> [EXCERPTED TEXT]
********

But you're still writing (m+1)*(n+1) values/thunks to the array. Since the actual 
calculation of the costs is cheap, you don't win very much (cuts down execution time by a 
little more than half - not bad, but much more is possible).

Also, you're always walking down the entire diagonal, even if one can see much sooner that 
the cost is larger than 2. Consider

thisends -> herestop

The last letters differ, so the cost is one of
a) 2+cost (thisend -> heresto)    -- substitution (s,p)
b) 1+cost (thisends -> heresto)   -- insert p
c) 1+cost (thisend -> herestop)   -- delete s

a) last letters differ, another branch adding at least 1 to the cost, so after the second 
step we know that route leads to a total larger than 2
b) and c) need three steps to ascertain that the total cost exceeds 2

Now for long strings with large Levenshtein distance, this is typical (occasionally you'll 
encounter identical letters, but that doesn't take much time since it doesn't involve a 
branching), after three levels of branching, you know the cost exceeds 2, no need to go 
further.

So a properly lazy algorithm stops processing as soon as it's certain that the distance is 
larger than 2.

One way to do it is to calculate the distance using lazy Peano numbers and checking 
whether it's larger than 2:

---------------------------------------------------------------------

data Nat
    = Zero
    | Succ Nat

n2i :: Nat -> Int
n2i (Succ n) = 1 + n2i n
n2i _ = 0

i2n :: Int -> Nat
i2n 0 = Zero
i2n n = Succ (i2n (n-1))

minN :: Nat -> Nat -> Nat
minN (Succ m) (Succ n) = Succ (minN m n)
minN _ _ = Zero

ldistance :: UArray Int Char -> UArray Int Char -> Nat
ldistance orig new = minN (Succ (Succ (Succ Zero))) $ go m n
      where
        m = snd $ bounds orig
        n = snd $ bounds new
        go i j
            | i == 0    = i2n j
            | j == 0    = i2n i
            | a == b    = go (i-1) (j-1)
            | otherwise = let h = costArray!(a,b)
                              x = case h of
                                    1 -> Succ (go (i-1) (j-1))
                                    2 -> Succ (Succ (go (i-1) (j-1)))
                              y = Succ (go i (j-1))
                              z = Succ (go (i-1) j)
                          in minN x (minN y z)
              where
                a = orig!i
                b = new!j

distance :: UArray Int Char -> UArray Int Char -> Int
distance orig new = n2i $ ldistance orig new

---------------------------------------------------------------------

Performance still sucks (20s), partly because Nat is slow, partly because I intentionally 
pessimised (5s without that pessimisation), but it is a sufficiently lazy algorithm 
(almost, there's still a way to stop even earlier).
Now find an efficient way to break early (hint: don't use a lazy datatype, use Int).

> thanks
> Vishnu

********

> [GIVEN TASK 1] Translate this sentence from the excerpt on Levenshtein distance into Spanish: "So a properly lazy algorithm stops processing as soon as it's certain that the distance is larger than 2."
The excerpt on Levenshtein distance and the records below have no connection to each other.

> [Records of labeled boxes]

********

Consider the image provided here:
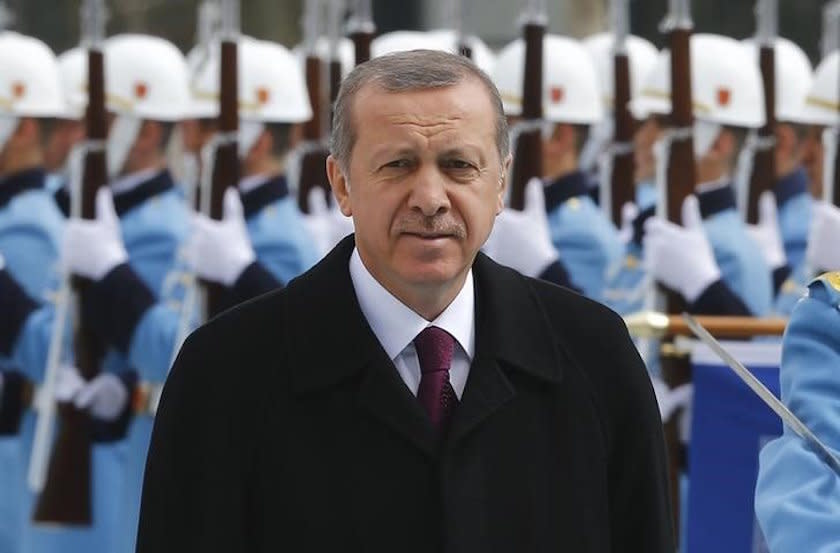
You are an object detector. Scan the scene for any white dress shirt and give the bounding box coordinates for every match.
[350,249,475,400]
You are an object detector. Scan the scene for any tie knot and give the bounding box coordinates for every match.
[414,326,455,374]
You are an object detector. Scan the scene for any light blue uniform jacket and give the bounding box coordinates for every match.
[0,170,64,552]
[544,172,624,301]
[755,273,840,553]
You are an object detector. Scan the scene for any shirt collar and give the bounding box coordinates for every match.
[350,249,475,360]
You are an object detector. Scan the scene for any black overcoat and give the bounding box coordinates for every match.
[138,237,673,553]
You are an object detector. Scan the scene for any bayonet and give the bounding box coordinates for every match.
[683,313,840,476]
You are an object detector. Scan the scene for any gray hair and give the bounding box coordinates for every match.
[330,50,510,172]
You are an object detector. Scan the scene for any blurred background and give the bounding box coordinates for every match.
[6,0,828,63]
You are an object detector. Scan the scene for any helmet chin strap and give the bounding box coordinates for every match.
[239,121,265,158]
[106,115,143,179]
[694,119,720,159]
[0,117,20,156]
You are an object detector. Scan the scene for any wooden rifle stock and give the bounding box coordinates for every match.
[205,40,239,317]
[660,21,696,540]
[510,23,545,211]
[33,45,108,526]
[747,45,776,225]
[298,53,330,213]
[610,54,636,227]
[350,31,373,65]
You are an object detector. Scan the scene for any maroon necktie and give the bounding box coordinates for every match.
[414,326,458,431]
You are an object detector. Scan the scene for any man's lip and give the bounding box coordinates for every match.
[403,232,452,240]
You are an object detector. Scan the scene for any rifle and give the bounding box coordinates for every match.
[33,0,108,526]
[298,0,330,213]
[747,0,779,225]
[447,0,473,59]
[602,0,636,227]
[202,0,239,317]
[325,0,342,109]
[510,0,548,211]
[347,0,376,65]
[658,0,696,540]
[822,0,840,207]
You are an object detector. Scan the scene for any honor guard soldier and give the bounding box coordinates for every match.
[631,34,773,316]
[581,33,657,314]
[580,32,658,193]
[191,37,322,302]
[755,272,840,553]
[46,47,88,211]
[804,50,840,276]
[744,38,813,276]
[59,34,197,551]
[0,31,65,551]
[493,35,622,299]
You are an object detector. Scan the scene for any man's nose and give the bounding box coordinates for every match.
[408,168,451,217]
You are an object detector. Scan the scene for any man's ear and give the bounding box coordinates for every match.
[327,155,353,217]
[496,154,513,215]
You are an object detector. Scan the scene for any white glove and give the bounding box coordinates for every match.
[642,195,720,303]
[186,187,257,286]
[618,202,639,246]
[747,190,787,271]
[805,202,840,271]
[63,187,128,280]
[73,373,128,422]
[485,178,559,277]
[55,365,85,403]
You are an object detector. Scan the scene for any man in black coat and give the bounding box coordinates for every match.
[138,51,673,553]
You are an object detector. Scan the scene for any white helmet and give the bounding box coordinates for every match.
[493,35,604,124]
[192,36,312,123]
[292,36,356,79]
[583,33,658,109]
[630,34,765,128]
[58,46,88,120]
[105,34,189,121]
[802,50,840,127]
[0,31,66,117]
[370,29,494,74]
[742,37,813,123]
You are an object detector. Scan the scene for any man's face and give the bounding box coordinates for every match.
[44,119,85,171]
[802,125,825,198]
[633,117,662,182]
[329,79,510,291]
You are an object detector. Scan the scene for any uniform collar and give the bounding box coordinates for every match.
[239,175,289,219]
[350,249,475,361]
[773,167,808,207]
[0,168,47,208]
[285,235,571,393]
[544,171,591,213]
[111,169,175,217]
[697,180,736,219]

********

> [GIVEN TASK 2] In the records, shift every bounding box coordinate in the answers up by 97, from the first line of the records through the line containing "[350,249,475,360]", both included. Write out only those lines again, keeping the requests and leaving out the picture.

> [FULL OUTPUT 1] Así que un algoritmo adecuadamente perezoso deja de procesar en cuanto es seguro que la distancia es mayor que 2.

> [FULL OUTPUT 2]
Consider the image provided here:
You are an object detector. Scan the scene for any white dress shirt and give the bounding box coordinates for every match.
[447,346,572,497]
You are an object detector. Scan the scene for any tie knot and give the bounding box coordinates for every match.
[511,423,552,471]
You are an object detector. Scan the scene for any light blue uniform jacket and give the bounding box coordinates for every match.
[97,267,161,649]
[641,269,721,398]
[852,370,937,650]
You are an object detector. Scan the scene for any shirt collar and give the bounding box coordinates for every match.
[447,346,572,457]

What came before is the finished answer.